Description of the task
Beginning with the line that has "Where can you spot the black", reproduce each remaining line of the data exactly, down to and including the last.
BEGIN Material for the task
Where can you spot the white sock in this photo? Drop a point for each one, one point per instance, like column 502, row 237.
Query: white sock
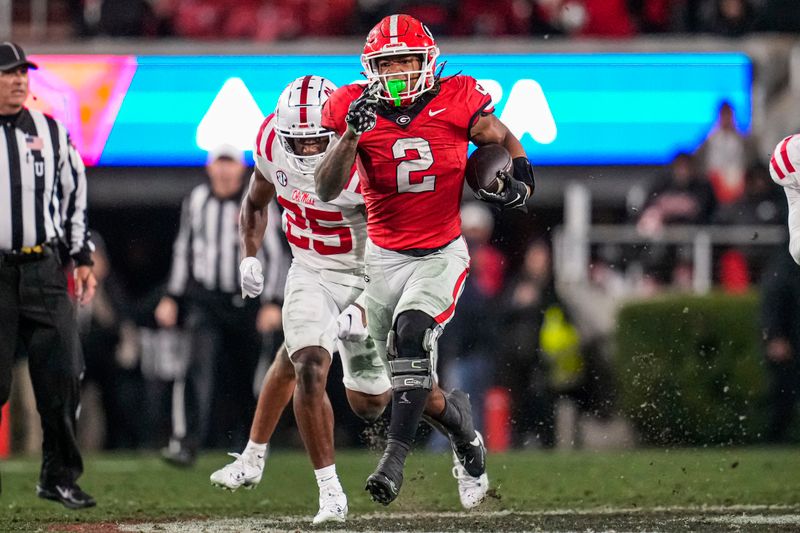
column 326, row 477
column 258, row 450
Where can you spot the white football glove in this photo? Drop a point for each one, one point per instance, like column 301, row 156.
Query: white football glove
column 251, row 276
column 352, row 324
column 784, row 166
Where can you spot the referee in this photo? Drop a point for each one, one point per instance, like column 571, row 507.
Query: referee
column 215, row 403
column 42, row 213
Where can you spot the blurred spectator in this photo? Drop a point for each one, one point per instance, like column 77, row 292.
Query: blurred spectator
column 480, row 18
column 606, row 18
column 204, row 284
column 255, row 19
column 725, row 155
column 590, row 18
column 108, row 336
column 778, row 15
column 467, row 348
column 780, row 308
column 437, row 14
column 680, row 196
column 654, row 16
column 487, row 263
column 520, row 367
column 762, row 203
column 115, row 18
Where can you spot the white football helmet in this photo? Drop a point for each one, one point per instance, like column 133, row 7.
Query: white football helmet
column 784, row 166
column 298, row 115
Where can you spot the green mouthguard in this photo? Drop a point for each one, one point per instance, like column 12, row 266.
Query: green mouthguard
column 395, row 88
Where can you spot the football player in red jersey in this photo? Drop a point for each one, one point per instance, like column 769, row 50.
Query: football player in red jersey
column 408, row 131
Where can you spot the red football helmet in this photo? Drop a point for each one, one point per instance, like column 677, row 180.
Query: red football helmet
column 399, row 35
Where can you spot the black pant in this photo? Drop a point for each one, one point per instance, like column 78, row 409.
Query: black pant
column 37, row 315
column 218, row 397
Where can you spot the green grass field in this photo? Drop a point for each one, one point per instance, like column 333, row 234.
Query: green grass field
column 653, row 490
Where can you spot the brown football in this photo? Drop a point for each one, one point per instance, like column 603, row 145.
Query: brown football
column 484, row 165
END Material for the task
Solution to this problem
Where can you spot the black pant in this photo? Drop a point for each one, one point per instance, like column 78, row 409.
Query: black pant
column 37, row 315
column 218, row 397
Where can you spot the green grass field in this photo? Drop a point for each one, one point per instance, like column 333, row 234.
Query: green grass field
column 653, row 490
Where can you spot the brown football in this photo? Drop a point for each one, one point per instance, like column 603, row 145.
Query: brown football
column 484, row 165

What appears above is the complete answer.